Within the material below, tally every line that holds the word "target", then give the tally and nothing more.

════════════════════

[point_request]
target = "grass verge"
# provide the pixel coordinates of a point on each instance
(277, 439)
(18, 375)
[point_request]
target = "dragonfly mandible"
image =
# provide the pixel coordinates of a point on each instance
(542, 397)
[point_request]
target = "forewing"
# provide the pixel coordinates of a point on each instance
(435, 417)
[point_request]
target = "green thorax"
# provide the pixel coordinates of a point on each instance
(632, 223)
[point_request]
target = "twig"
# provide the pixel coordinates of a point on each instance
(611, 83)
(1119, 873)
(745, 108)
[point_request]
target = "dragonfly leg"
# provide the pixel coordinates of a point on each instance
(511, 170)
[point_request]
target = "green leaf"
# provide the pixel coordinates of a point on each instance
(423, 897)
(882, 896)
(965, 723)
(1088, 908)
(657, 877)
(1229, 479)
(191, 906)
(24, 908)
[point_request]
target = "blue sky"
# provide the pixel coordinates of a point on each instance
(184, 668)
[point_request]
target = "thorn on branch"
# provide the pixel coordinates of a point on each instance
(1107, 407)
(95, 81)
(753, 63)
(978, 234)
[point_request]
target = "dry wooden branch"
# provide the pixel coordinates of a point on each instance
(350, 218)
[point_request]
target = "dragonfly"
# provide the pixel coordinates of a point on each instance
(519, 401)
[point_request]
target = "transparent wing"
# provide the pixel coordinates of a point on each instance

════════════════════

--- FINISHED EXERCISE ---
12